YOUR OBJECTIVE:
Carry over everything from the line containing "of the tour" down to the end of the rows. Leave the instructions and sample coordinates unchanged, and add 35 to every coordinate in the answers.

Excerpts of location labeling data
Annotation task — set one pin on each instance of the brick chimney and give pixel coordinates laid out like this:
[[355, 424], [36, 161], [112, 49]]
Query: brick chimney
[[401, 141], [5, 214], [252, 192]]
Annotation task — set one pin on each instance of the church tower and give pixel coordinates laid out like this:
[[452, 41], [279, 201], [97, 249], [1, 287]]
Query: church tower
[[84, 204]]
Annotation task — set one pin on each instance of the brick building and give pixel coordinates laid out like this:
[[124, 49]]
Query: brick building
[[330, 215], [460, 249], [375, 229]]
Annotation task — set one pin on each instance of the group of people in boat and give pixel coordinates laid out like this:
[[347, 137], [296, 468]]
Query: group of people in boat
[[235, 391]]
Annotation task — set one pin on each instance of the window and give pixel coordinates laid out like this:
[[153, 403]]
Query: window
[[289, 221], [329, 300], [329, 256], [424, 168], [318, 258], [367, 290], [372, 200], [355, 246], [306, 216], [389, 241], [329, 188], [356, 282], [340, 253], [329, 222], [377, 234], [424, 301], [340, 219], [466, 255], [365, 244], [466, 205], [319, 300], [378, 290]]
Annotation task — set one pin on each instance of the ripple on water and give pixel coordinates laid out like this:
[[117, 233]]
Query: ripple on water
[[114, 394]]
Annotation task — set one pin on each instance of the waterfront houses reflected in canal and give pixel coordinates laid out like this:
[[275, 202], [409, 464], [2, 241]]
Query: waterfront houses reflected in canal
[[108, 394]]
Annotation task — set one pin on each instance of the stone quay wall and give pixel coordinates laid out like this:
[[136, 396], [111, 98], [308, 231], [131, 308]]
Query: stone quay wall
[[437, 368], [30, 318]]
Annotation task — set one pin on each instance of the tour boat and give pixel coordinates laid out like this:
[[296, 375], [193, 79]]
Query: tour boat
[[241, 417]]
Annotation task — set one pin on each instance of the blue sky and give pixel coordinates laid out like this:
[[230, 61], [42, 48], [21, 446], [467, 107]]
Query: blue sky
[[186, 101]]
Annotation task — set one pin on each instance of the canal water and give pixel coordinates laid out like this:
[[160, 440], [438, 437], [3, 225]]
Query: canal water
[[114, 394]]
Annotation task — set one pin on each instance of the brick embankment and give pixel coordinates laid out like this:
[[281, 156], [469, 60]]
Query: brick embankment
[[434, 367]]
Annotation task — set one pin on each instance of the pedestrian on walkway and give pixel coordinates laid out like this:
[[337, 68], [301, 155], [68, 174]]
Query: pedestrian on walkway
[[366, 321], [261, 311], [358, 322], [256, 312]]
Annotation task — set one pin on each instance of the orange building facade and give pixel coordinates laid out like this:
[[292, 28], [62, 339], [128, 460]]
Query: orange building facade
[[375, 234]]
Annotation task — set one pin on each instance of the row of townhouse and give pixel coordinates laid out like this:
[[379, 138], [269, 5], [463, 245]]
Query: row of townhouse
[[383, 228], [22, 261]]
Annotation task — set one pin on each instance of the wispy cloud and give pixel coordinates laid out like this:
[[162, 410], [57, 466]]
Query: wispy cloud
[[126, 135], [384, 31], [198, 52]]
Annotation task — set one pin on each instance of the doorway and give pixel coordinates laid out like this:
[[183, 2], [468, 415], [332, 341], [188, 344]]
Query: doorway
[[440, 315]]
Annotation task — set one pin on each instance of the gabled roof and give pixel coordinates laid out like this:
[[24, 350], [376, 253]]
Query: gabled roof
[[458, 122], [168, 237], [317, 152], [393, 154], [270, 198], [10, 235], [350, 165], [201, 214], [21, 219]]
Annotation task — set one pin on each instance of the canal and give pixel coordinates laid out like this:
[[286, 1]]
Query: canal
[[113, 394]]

RESULT:
Annotation task — set one pin on each instance of the tour boat and give pixel coordinates laid out like this:
[[296, 375], [193, 79]]
Query: tour boat
[[276, 452]]
Annotation task — set one pin on each instance of the blue sky and give pixel coordinates laid out like this:
[[230, 61], [42, 48], [21, 446], [467, 107]]
Query: blue sky
[[221, 136]]
Annotation task — set one pin on each instance of the canal water and give pixel coordinates laid out like this:
[[160, 440], [438, 437], [3, 225]]
Query: canal water
[[149, 429]]
Annotation task — set one pin on each instance of the brick embankment and give pixel coordinates laid out like this:
[[281, 156], [469, 60]]
Query: brick embankment
[[469, 402]]
Annotation task — set one pin on each instance of the pedestrian on walkway and give pixel coordinates laid out like this:
[[337, 68], [301, 155], [68, 174]]
Query: pedestrian on walkway
[[401, 356], [296, 346], [393, 357], [291, 347]]
Annotation task — set one pin on each instance of the orange building facade and give pixel coordinates laid out like this:
[[292, 28], [62, 339], [128, 460]]
Query: orange building facade
[[410, 269]]
Annotation task — set one pin on each instance of the row of townhouse and give pixel coordinates laid out like this:
[[379, 138], [269, 5], [463, 245]]
Query: row of townhouse
[[418, 263], [57, 296]]
Annotation task — set one pin on each instance of the wispy cloud and give pixel coordinates laid out like this:
[[162, 410], [57, 466]]
Query: wispy cloud
[[161, 170], [419, 66], [233, 87]]
Annotation task — set one pin on each instance of the doorway and give pixel coordinates laid out like this:
[[183, 2], [468, 415], [332, 341], [188, 344]]
Query: doorway
[[475, 350]]
Annotation task — set one pin on each instance of the gabled roof and give pixel coordinates laid out like this:
[[24, 350], [376, 253]]
Query: gabled roof
[[493, 157], [203, 272], [352, 187], [428, 189], [305, 233], [45, 270], [385, 200], [236, 249], [56, 254]]
Annotation task — set one pin on each instance of the canal and give pixel coordinates laid out like this:
[[286, 1]]
Query: canal
[[148, 429]]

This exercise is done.